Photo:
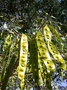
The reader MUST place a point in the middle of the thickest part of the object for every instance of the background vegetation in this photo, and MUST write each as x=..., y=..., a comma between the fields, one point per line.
x=28, y=17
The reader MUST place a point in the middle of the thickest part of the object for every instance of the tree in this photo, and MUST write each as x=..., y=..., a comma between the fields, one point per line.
x=31, y=43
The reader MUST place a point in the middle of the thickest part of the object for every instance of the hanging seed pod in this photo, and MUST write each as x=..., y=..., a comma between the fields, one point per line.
x=7, y=45
x=56, y=54
x=47, y=33
x=34, y=58
x=22, y=59
x=44, y=54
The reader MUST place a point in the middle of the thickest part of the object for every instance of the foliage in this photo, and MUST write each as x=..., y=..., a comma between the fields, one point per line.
x=40, y=62
x=31, y=45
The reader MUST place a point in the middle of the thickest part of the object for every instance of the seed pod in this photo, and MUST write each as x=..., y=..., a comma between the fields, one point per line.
x=44, y=54
x=22, y=59
x=34, y=58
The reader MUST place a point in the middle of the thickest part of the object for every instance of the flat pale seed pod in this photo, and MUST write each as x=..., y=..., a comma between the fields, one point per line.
x=44, y=54
x=22, y=59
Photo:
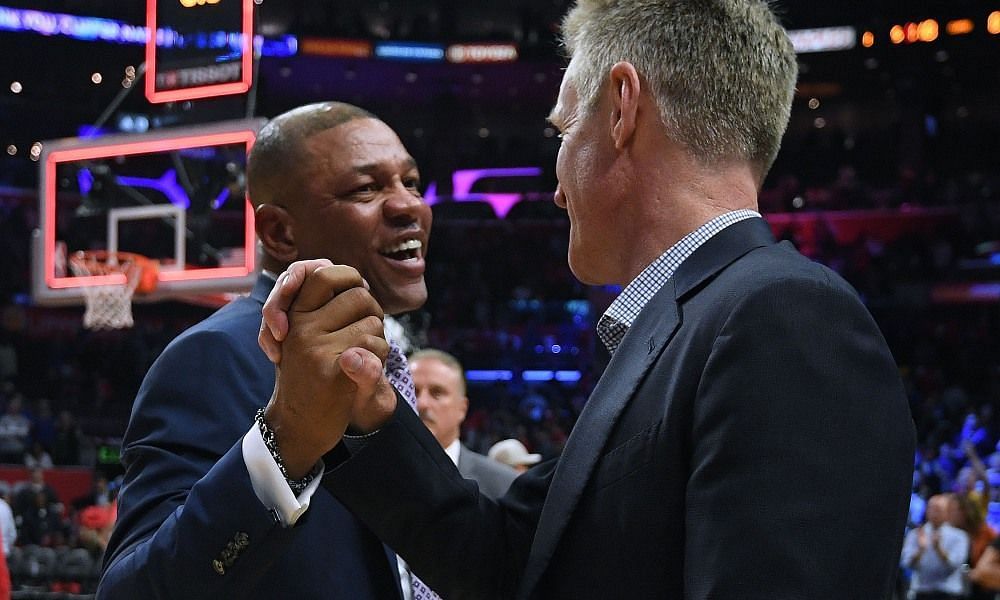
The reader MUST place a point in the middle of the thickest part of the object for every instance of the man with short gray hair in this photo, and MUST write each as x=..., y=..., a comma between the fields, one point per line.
x=750, y=437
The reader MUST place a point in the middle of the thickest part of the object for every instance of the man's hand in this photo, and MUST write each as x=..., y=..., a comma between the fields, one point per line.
x=329, y=370
x=274, y=325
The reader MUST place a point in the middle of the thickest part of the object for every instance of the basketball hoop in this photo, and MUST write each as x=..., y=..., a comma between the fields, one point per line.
x=109, y=303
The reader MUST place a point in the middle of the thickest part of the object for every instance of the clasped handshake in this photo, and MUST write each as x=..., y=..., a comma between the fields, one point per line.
x=323, y=330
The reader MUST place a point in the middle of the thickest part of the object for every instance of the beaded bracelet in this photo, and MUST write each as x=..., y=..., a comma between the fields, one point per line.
x=297, y=485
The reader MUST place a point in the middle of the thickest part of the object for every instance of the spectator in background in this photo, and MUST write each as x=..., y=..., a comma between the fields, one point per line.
x=25, y=495
x=986, y=573
x=41, y=523
x=935, y=552
x=97, y=520
x=14, y=430
x=439, y=382
x=66, y=441
x=4, y=573
x=973, y=481
x=967, y=516
x=512, y=453
x=99, y=495
x=37, y=457
x=8, y=528
x=43, y=424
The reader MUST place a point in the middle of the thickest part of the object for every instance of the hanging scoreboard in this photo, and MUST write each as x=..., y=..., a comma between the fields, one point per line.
x=198, y=48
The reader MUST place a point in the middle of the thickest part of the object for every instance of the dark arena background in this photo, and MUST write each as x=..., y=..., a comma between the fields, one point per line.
x=889, y=174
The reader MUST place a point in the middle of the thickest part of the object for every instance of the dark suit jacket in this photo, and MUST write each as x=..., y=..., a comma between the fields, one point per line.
x=494, y=478
x=187, y=495
x=750, y=439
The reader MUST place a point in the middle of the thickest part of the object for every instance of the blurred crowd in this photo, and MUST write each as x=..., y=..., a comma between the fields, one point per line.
x=66, y=393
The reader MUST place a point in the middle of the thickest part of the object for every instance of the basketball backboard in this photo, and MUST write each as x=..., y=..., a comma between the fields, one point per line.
x=176, y=196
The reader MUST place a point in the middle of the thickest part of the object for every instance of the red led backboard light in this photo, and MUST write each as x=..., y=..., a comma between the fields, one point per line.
x=53, y=284
x=202, y=91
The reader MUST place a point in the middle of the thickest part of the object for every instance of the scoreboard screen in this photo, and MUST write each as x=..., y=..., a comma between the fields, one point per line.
x=198, y=48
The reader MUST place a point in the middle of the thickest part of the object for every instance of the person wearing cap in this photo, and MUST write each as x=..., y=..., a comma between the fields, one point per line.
x=512, y=453
x=439, y=383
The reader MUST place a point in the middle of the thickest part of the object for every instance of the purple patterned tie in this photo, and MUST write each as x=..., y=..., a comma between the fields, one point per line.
x=398, y=374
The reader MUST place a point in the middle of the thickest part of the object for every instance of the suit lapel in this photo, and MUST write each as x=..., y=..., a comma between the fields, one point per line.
x=638, y=350
x=644, y=342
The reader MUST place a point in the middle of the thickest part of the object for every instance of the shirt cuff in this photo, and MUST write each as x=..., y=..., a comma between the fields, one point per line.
x=270, y=485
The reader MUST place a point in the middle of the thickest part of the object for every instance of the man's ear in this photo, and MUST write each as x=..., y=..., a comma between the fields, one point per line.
x=625, y=88
x=276, y=232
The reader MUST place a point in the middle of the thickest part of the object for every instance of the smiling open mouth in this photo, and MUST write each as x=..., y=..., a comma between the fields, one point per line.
x=407, y=250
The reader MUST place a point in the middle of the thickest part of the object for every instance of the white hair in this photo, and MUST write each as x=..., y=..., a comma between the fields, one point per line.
x=722, y=72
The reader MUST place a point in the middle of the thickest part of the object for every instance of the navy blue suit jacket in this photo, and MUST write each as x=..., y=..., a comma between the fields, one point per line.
x=749, y=440
x=187, y=499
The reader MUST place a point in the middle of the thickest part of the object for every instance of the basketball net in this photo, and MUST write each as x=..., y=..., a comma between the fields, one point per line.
x=109, y=305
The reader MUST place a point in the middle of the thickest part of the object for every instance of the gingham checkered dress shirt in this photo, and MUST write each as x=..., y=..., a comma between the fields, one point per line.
x=614, y=323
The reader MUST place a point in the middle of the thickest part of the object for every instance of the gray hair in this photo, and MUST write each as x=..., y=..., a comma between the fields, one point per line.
x=722, y=72
x=444, y=358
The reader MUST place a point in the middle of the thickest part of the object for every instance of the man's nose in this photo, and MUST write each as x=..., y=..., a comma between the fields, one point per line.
x=403, y=205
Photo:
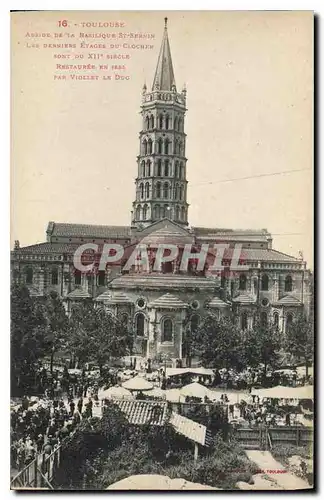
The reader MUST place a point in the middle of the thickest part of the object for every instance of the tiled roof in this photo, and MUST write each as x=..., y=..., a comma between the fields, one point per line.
x=48, y=248
x=216, y=302
x=79, y=293
x=167, y=235
x=103, y=296
x=216, y=230
x=153, y=281
x=232, y=234
x=168, y=301
x=245, y=299
x=89, y=230
x=119, y=298
x=188, y=428
x=143, y=412
x=288, y=300
x=259, y=254
x=164, y=76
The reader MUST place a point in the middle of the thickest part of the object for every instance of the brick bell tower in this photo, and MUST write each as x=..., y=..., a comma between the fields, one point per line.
x=161, y=185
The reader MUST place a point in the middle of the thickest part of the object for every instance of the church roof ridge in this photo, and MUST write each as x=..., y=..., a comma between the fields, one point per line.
x=168, y=300
x=164, y=75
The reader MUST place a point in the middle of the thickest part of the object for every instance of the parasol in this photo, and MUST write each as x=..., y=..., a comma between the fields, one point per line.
x=115, y=392
x=137, y=384
x=173, y=395
x=196, y=390
x=156, y=392
x=156, y=482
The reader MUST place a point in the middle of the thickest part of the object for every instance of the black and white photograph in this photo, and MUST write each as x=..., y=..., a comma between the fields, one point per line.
x=162, y=287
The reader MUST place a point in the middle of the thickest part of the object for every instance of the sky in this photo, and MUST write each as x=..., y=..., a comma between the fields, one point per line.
x=249, y=79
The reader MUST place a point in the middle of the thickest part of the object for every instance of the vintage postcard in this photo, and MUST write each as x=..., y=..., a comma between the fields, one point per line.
x=162, y=292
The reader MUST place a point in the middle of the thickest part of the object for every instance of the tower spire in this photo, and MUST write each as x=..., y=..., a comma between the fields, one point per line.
x=164, y=76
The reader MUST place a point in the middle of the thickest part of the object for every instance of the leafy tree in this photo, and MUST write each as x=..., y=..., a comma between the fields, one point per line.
x=57, y=323
x=261, y=345
x=79, y=326
x=28, y=324
x=218, y=343
x=95, y=335
x=300, y=339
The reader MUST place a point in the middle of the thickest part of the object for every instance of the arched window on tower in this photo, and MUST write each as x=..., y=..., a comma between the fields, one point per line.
x=140, y=324
x=265, y=282
x=158, y=190
x=159, y=168
x=243, y=280
x=176, y=170
x=29, y=275
x=289, y=321
x=264, y=319
x=142, y=172
x=167, y=330
x=194, y=323
x=288, y=284
x=54, y=276
x=244, y=321
x=149, y=147
x=101, y=278
x=166, y=190
x=181, y=193
x=156, y=211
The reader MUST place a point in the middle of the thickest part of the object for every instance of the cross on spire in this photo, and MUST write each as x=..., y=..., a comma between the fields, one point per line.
x=164, y=76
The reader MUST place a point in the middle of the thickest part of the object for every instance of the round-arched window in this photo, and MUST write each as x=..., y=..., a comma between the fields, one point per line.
x=167, y=330
x=141, y=303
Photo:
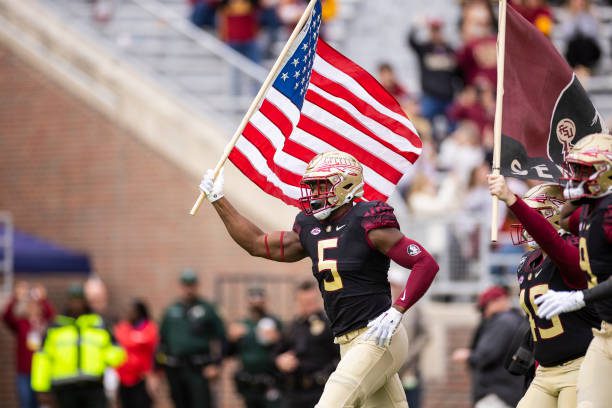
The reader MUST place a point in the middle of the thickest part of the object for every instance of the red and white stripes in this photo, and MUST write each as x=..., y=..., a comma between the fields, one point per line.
x=346, y=109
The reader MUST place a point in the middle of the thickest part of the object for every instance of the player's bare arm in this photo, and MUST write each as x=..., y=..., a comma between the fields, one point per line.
x=282, y=246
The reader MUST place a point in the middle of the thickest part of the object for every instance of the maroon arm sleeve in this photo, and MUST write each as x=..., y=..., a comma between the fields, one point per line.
x=563, y=253
x=574, y=222
x=410, y=254
x=9, y=315
x=608, y=224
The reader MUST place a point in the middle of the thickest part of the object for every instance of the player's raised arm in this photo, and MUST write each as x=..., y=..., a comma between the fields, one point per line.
x=282, y=246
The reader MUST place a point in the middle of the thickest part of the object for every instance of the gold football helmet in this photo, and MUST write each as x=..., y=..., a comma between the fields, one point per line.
x=547, y=199
x=331, y=180
x=589, y=168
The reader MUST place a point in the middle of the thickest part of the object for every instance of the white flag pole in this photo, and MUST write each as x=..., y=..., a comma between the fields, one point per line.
x=258, y=99
x=499, y=102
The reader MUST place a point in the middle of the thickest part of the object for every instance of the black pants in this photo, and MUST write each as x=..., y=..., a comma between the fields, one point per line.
x=301, y=399
x=135, y=396
x=188, y=387
x=89, y=395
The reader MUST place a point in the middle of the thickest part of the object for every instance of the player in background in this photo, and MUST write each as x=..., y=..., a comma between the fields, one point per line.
x=589, y=186
x=559, y=344
x=350, y=244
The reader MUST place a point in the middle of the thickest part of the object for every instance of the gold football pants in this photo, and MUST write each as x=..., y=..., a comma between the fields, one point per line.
x=366, y=376
x=553, y=387
x=595, y=377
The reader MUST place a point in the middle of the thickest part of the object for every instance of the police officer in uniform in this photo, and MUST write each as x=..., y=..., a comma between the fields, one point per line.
x=307, y=355
x=253, y=341
x=76, y=351
x=191, y=339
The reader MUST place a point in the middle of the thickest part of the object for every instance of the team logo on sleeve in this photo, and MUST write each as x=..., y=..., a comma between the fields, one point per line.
x=413, y=250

◆ Exercise brief:
Copy out exactly the lines from the line with "of the maroon" to the end of the listing, including both of those lines, and give nothing else.

◆ Written response:
The reader MUST place a point in the middle of the thickest part of the object for every instance of the maroon arm sleeve in this photo, and MUST write each as x=..., y=..., a comma between the fields, one point per line.
x=563, y=253
x=574, y=222
x=410, y=254
x=9, y=315
x=608, y=224
The reader MUST place a point in the middle of the thickest part of the object for every instance of the player's raised arm in this photo, and MUST write each as x=..., y=..., a comma between the fields, one point per line.
x=282, y=246
The reader MUST place a point in the middle of the thickest part of the object for every instance of the gold football helmet in this photo, and MUST write each as x=..., y=..., a comma between the fields, one point per line.
x=547, y=199
x=331, y=180
x=589, y=168
The reader MUST place a point in the middle of the thickest part of the object for every instance of the white flag pole in this photo, and MUST write each as x=..., y=..., a comma between the fields, one point per line.
x=258, y=99
x=499, y=102
The reader MUST place a point in the middle of the thickest part of the object for every instance of the black pants in this photo, and MUST write each as x=..., y=..., a comma between the fields, one point per line.
x=301, y=399
x=135, y=396
x=188, y=387
x=89, y=395
The reader MUST place a point in the middle of the thickest part of the object for every instance of the player in background in this photo, and MUST write each as x=..., y=..., a comma between the fields, one point per line.
x=589, y=186
x=559, y=344
x=350, y=244
The reader MUST place a point in the middle of the thickest part of the object for every instance of the gold football pants in this photo, and MUST write each as x=..., y=..., a comma between the fields, one point per line.
x=366, y=376
x=553, y=387
x=595, y=377
The reader MUST place a point in the middle of the thickest part of the object for every instance of the police officer in uniform in this photo, and MUST write each as x=..., y=..., a comma between the fields, one point per line.
x=307, y=355
x=253, y=341
x=76, y=351
x=191, y=339
The reader MUST place a point in the middle of the thickest part of the object for every instance of the team logo on sleeve in this photo, and MUST write each as x=..., y=..., a comma between the fields, one point per line.
x=413, y=250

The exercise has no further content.